> [Document section]
# Clay(Sculpey) Bettas.



## DragonFish (Mar 31, 2009)

So.....I'm useless with any sort of drawing or painting as far as artwork goes. xD Like, seriously. I struggle with stick people. 
However, I've always been pretty good with more hands-on art stuff like sculpting and I've always really loved working with clay. A little while ago I got some colored Sculpey and started playing around with it, making various little pieces and even a couple tiny figures(mostly anime related)just for fun.....but recently I came up with the idea to make little clay betta charms. So, today I got out my clay, started messing around.....and here is what I came out with!

























(I need to get some better pictures in some better light....)

And the adorable little model:









This one is about 2 inches at its longest point and an inch and a half at its tallist/widest(not sure which would be a more appropriate term) point. The basic design is rather simple and all that, but I didn't want to get too crazy with details because I was afraid I'd screw something up. xD;
I'm not sure how wild I can get with color patterns, but I figure I can make a few different ones, experiment....and then turn them into little charms or necklaces and sell them maybe. You know, a little extra few bucks to fund the hobby. xD

Thoughts? Would anyone be interested in anything like this?


----------



## ChoclateBetta (Jul 22, 2012)

Wow nice home decorations it shows you love your Betta my way of showing is different I only keep two do I can give bigger than needed and memorize about stories of since I had him like when he bit me but building models of him is way better.


----------



## DragonFish (Mar 31, 2009)

Thank you!! ^-^
Well they're not really big enough for a home decoration....they're mor necklace/charm/keychain size xD

I made another, just a random blue HM to practice with different tail types and blending of a couple colors. I also took a better picture of my first Red VT one.


----------



## ChoclateBetta (Jul 22, 2012)

Keep the decor away they might fight LOL.


----------



## megaredize (May 21, 2012)

those are so cute!


----------



## DragonFish (Mar 31, 2009)

Thank you! I'm working on a Red Dragon HMPK right now.


----------



## DragonFish (Mar 31, 2009)

My Sad little attempt at a Red Dragon HMPK. Didn't turn out exactly how I wanted it, looks a tad derpy....but it was nice practice. xD









Any suggestions on what I should make next?


----------



## megaredize (May 21, 2012)

with the red specs in the body it looks like a marble! or a cambodian either way i still like it


----------



## DragonFish (Mar 31, 2009)

Thank you!! x3
Yeah...white is a little difficult to work with. all I have to do is touch something else for a second and then touch the white, and the white is no longer white, lol. But Red Dragons have a little red peeking though their dragon scaling anyway, so I'm not to worried.


----------



## registereduser (Jul 30, 2010)

Is that the clay you bake in the oven to make it hard? If so you can make a betta shape in one color and when it is hard you can paint it. I'd use glitter paint on the fins


----------



## DragonFish (Mar 31, 2009)

Yes, you bake this clay. xD
And I have quite the variety of colors...I don't much see the point of painting when the clay itself comes in colors, lol. Maybe after I run out of colors I'll do that....


----------



## registereduser (Jul 30, 2010)

It might be easier to blend colors with paint plus you could use GLITTER! (my favorite LOL)


----------



## DragonFish (Mar 31, 2009)

LOL, I hear ya xD It probably would be a little easier to get a bit crazier with the colors with paint....but I'll use up the colored stuff I already bought first I think.
They make clay that has glitter in it. xDD It gets EVERYWHERE when I work with it, lol.


----------



## whimsicalbrainpan (Aug 4, 2012)

Those are so neat!


----------



## bananasammy8 (Jun 28, 2012)

Oh my goodness!!! Those are adorable The blue one looks exactly like Neptune except he has a double tail!


----------



## DragonFish (Mar 31, 2009)

Awww, thank you! ^-^

I think a DT will be my next project....just gotta choose colors. xD


----------

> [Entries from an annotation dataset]
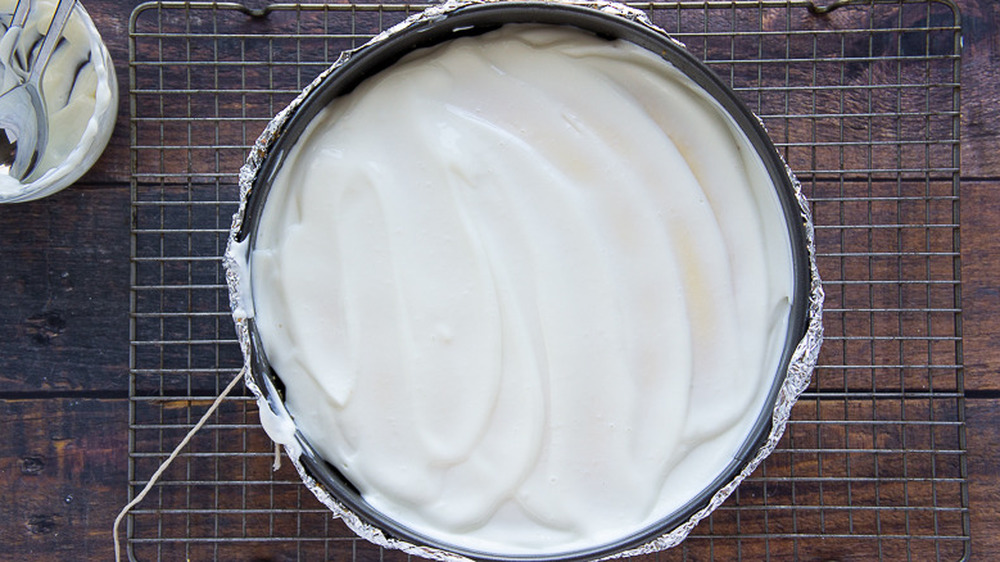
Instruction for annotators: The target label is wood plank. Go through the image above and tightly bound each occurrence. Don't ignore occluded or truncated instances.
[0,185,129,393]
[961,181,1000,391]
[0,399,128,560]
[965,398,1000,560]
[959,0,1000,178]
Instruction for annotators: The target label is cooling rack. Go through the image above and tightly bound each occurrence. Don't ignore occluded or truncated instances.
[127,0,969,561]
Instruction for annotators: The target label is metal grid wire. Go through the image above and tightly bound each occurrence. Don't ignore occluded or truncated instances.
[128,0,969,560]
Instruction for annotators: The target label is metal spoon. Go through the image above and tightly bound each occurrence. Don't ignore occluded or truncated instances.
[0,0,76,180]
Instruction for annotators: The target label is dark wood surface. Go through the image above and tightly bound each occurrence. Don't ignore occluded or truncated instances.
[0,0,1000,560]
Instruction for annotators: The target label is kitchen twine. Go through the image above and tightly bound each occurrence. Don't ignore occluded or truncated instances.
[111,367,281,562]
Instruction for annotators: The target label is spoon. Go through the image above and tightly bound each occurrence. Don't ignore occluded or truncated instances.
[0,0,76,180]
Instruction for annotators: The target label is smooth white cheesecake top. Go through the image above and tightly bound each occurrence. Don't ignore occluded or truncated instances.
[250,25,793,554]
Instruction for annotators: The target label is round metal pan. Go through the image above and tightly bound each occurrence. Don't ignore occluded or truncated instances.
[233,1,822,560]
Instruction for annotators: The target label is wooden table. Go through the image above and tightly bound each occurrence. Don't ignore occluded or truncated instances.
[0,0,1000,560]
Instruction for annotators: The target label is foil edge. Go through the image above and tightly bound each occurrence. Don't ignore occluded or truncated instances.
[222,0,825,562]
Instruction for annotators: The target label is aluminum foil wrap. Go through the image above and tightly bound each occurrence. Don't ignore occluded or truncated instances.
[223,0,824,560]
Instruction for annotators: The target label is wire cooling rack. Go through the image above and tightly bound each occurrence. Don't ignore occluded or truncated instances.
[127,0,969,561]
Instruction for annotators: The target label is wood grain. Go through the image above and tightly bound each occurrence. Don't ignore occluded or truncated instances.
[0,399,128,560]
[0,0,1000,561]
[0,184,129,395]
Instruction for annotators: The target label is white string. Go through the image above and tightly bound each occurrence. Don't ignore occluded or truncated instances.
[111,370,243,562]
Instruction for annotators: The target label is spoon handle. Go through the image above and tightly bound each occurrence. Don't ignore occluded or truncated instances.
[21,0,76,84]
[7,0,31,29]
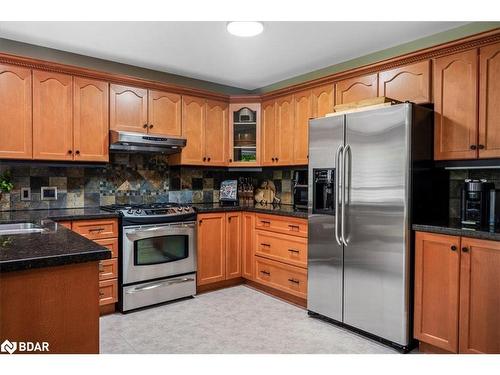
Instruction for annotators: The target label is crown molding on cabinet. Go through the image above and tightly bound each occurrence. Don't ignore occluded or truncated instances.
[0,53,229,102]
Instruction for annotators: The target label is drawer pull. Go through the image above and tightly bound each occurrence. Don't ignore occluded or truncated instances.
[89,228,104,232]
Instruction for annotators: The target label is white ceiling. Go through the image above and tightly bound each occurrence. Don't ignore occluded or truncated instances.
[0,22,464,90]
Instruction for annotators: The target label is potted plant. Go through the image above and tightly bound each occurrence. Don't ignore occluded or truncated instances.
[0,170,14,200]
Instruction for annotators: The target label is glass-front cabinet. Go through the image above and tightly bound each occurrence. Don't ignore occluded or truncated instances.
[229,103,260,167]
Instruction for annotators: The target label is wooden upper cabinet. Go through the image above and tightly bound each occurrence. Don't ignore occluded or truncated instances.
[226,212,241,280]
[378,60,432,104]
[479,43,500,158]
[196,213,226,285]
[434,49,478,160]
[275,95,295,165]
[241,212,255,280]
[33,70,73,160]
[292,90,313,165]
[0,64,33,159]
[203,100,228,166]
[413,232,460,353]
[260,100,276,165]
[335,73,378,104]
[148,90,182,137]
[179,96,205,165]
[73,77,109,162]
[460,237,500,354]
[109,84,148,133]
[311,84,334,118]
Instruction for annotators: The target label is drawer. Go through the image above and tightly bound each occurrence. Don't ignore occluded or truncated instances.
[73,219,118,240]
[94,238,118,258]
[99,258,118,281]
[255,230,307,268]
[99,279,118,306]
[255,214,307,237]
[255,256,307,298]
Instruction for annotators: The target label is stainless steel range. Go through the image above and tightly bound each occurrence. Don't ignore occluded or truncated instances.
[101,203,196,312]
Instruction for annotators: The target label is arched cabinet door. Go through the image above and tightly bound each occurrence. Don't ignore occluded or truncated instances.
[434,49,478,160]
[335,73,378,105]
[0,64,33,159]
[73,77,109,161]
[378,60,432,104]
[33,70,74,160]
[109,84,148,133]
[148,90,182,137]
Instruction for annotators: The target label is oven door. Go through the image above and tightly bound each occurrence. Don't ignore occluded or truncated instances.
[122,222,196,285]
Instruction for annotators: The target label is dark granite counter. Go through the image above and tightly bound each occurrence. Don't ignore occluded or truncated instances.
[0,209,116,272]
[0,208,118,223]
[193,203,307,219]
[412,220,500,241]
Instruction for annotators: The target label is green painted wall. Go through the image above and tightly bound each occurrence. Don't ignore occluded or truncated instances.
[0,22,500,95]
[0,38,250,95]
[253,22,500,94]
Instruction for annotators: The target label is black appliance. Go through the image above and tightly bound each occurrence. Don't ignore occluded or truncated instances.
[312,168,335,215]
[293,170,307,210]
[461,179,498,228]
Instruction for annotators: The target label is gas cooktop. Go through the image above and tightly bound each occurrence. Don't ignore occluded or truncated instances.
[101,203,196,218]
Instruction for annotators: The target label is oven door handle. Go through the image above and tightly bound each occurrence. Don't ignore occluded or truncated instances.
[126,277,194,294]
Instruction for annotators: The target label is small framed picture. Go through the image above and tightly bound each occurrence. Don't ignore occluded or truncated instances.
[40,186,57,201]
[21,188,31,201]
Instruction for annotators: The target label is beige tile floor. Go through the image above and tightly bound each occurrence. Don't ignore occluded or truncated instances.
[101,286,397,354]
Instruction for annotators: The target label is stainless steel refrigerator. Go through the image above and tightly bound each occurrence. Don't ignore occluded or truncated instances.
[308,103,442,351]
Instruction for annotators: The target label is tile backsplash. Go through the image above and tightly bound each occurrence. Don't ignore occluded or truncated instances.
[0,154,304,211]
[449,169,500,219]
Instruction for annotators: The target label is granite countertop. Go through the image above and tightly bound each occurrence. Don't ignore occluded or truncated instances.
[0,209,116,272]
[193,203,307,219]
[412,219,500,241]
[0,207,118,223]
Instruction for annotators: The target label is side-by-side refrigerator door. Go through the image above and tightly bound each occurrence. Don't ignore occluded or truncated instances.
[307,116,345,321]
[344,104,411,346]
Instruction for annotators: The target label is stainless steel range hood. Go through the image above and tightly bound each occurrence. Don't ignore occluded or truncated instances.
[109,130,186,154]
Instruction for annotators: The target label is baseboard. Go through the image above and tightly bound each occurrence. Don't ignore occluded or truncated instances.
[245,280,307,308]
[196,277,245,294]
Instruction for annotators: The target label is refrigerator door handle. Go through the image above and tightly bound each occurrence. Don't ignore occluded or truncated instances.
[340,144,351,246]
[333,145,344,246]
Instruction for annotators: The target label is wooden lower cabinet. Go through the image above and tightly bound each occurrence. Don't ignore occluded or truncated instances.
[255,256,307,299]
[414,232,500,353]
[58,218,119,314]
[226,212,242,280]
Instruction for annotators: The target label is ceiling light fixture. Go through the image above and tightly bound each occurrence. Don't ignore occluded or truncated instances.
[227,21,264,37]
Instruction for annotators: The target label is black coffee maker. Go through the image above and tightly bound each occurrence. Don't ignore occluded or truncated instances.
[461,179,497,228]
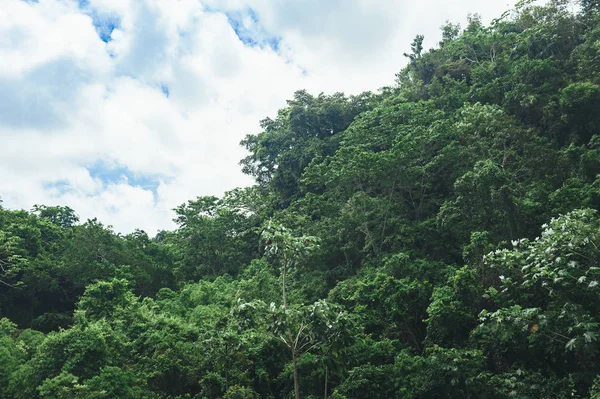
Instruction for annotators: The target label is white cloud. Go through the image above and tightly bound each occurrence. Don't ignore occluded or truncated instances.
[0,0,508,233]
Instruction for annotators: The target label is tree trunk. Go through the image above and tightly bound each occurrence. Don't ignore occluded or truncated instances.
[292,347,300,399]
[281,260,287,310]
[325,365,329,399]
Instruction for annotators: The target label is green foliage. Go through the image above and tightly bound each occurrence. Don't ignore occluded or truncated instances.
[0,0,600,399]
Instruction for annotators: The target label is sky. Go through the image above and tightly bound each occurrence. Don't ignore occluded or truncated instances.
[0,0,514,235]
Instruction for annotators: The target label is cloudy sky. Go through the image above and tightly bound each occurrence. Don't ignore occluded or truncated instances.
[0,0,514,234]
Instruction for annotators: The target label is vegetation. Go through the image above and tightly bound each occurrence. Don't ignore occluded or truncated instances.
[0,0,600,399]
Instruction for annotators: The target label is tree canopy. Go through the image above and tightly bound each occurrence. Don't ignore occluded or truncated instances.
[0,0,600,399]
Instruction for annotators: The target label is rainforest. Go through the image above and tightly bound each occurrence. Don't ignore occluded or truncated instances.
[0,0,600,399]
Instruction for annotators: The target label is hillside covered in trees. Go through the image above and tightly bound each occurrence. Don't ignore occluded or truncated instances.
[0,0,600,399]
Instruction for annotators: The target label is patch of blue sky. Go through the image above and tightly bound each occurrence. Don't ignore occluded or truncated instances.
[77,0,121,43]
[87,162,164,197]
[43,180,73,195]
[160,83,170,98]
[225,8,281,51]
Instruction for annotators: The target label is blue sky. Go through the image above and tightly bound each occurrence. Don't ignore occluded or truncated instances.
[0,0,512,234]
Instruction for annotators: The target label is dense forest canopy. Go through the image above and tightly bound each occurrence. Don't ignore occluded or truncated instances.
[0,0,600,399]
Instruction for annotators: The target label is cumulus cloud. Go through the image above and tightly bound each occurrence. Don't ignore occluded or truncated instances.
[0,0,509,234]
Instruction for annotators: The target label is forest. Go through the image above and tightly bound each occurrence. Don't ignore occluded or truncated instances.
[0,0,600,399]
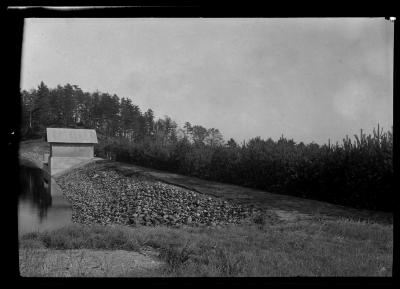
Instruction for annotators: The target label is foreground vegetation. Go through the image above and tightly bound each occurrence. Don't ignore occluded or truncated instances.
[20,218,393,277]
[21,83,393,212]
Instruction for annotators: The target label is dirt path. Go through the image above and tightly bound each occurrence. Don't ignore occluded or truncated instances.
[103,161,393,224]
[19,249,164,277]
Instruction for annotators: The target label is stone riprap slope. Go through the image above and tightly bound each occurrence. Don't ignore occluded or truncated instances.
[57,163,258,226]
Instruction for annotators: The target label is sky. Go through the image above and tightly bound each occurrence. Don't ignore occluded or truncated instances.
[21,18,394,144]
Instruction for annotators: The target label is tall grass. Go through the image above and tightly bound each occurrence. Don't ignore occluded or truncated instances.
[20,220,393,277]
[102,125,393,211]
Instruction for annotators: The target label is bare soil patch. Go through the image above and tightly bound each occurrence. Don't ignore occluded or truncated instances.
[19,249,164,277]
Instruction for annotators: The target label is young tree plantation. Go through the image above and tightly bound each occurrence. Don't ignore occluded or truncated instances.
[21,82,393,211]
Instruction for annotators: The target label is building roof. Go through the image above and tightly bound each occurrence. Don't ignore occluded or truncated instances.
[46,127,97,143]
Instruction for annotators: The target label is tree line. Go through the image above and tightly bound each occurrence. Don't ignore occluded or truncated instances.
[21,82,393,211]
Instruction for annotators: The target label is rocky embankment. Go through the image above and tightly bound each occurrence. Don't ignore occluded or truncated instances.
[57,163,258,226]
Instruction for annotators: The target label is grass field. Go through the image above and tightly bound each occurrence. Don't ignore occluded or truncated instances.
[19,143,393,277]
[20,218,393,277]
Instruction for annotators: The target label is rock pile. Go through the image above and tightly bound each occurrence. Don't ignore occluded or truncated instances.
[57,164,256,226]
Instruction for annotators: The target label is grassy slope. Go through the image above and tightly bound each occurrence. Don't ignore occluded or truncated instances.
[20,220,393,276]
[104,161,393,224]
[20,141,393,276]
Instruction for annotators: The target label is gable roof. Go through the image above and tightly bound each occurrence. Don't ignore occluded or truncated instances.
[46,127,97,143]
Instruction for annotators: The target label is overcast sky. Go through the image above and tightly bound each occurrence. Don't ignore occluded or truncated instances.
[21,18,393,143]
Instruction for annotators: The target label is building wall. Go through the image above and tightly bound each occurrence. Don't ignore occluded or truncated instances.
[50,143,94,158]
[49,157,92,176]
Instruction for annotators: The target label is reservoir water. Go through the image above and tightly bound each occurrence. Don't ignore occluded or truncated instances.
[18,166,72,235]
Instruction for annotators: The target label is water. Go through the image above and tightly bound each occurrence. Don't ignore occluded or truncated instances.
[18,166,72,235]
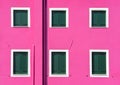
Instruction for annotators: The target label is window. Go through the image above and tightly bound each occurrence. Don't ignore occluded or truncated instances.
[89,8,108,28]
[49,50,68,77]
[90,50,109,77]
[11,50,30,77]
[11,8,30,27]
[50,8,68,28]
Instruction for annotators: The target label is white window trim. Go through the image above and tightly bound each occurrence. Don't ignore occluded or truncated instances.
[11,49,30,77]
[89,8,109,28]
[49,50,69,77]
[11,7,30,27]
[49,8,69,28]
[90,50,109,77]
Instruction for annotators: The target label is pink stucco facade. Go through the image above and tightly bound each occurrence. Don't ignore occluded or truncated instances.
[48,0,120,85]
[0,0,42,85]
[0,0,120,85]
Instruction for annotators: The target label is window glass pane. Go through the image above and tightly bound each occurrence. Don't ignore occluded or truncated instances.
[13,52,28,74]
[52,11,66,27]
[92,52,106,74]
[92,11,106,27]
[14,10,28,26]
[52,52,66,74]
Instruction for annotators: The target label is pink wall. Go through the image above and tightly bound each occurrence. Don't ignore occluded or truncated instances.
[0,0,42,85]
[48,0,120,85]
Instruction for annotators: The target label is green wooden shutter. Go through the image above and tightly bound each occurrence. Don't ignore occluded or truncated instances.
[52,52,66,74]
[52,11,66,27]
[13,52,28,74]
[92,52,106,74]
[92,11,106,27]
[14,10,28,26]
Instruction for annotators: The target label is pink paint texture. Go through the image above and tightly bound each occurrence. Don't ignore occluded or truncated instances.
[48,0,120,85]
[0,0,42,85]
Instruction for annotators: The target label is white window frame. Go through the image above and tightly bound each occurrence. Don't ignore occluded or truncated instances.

> [Directions] Can you transcribe the passage of the clay betta thread that begins at the words "Yes, you bake" and stops after the words "(my favorite LOL)"? You won't need any of this data.

> [Task solution]
Yes, you bake this clay. xD
And I have quite the variety of colors...I don't much see the point of painting when the clay itself comes in colors, lol. Maybe after I run out of colors I'll do that....


----------



## registereduser (Jul 30, 2010)

It might be easier to blend colors with paint plus you could use GLITTER! (my favorite LOL)